YOUR ASSIGNMENT: What lines in the records below contain the string "rocky"? Copy every one.

━━━ SUPPLIED RECORDS ━━━

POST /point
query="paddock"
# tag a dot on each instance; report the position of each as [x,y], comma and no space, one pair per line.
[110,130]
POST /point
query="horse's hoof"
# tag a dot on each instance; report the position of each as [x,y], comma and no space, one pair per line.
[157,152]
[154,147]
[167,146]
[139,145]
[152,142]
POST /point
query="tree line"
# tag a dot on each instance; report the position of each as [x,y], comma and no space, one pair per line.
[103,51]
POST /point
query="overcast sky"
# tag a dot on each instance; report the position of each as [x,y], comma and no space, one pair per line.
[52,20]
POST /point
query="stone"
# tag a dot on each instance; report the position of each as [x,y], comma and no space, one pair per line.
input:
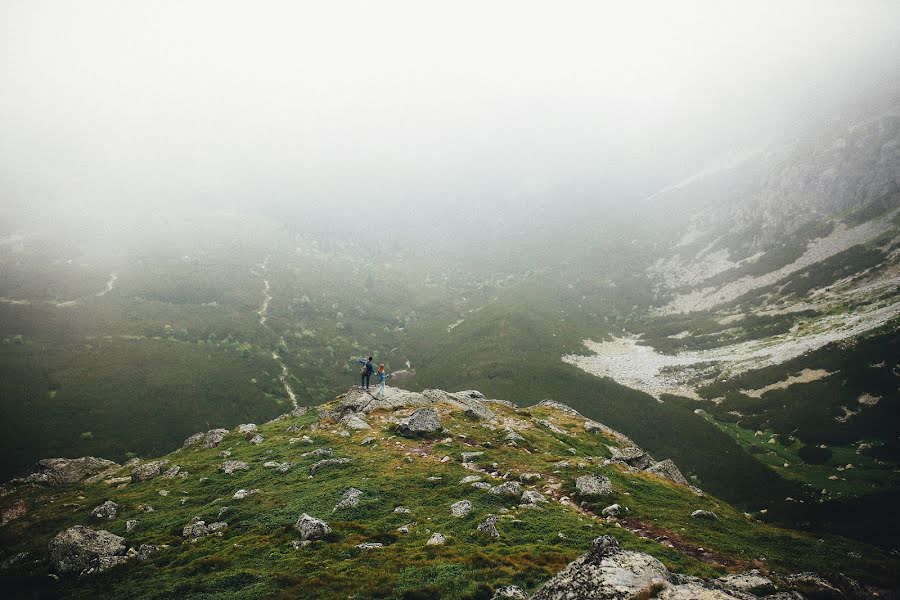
[75,549]
[423,421]
[532,497]
[62,471]
[349,500]
[512,489]
[436,539]
[460,509]
[328,462]
[509,592]
[148,470]
[593,485]
[355,422]
[705,514]
[106,511]
[311,528]
[631,456]
[668,469]
[230,466]
[489,527]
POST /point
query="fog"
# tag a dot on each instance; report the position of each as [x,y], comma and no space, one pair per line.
[339,114]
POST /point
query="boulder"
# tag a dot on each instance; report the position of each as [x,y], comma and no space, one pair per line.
[106,511]
[512,489]
[593,485]
[328,462]
[349,499]
[75,549]
[705,514]
[61,471]
[423,421]
[631,456]
[230,466]
[532,497]
[489,526]
[311,528]
[436,539]
[147,470]
[460,509]
[355,422]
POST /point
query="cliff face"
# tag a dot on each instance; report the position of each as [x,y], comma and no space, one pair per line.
[430,494]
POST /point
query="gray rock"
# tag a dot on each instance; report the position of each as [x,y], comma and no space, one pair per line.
[328,462]
[631,456]
[489,527]
[668,469]
[423,421]
[230,466]
[512,489]
[532,497]
[318,452]
[61,471]
[311,528]
[148,470]
[76,548]
[460,509]
[436,539]
[355,422]
[106,511]
[349,499]
[509,592]
[593,485]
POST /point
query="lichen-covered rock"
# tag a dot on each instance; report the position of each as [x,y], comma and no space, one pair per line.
[61,471]
[148,470]
[349,500]
[436,539]
[106,511]
[328,462]
[311,528]
[230,466]
[593,485]
[631,456]
[460,509]
[75,549]
[423,421]
[489,527]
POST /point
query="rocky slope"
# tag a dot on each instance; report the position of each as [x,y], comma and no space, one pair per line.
[416,495]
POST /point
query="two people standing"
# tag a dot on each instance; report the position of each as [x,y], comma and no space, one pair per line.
[368,370]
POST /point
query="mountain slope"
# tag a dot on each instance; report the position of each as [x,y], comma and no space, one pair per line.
[386,478]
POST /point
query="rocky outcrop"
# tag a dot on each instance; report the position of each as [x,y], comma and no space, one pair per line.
[311,528]
[607,572]
[106,511]
[61,471]
[79,548]
[590,486]
[424,421]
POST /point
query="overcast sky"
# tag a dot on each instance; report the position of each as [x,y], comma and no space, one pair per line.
[135,106]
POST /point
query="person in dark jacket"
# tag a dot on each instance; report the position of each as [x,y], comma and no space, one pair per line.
[366,372]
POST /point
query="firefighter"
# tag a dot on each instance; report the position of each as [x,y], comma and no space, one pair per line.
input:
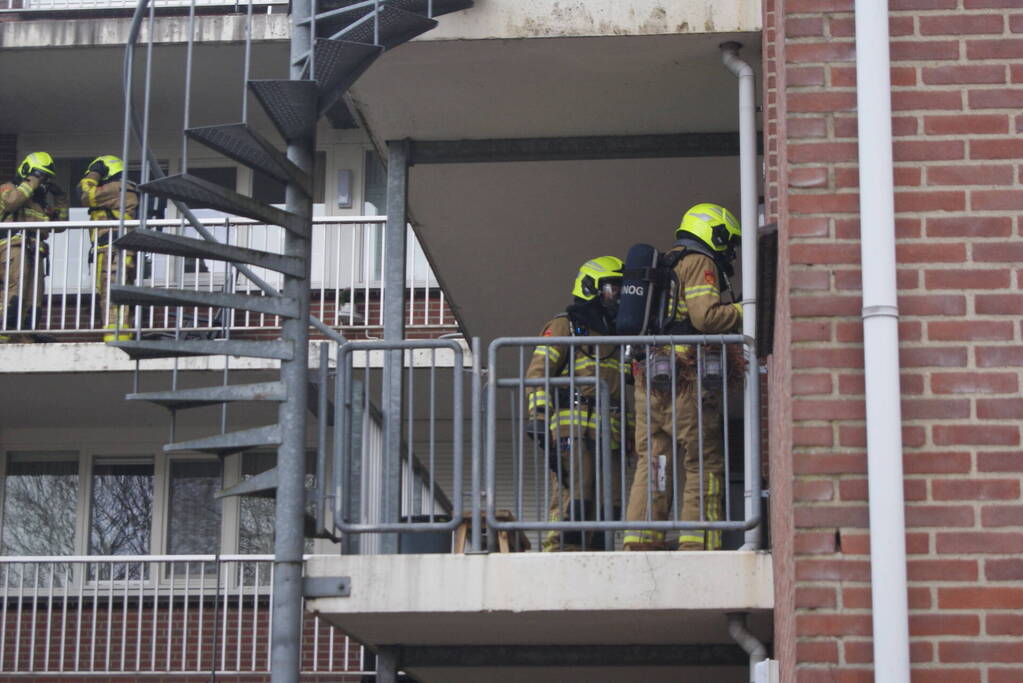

━━━

RESPONSE BOX:
query="rocky slope"
query="rocky outcrop"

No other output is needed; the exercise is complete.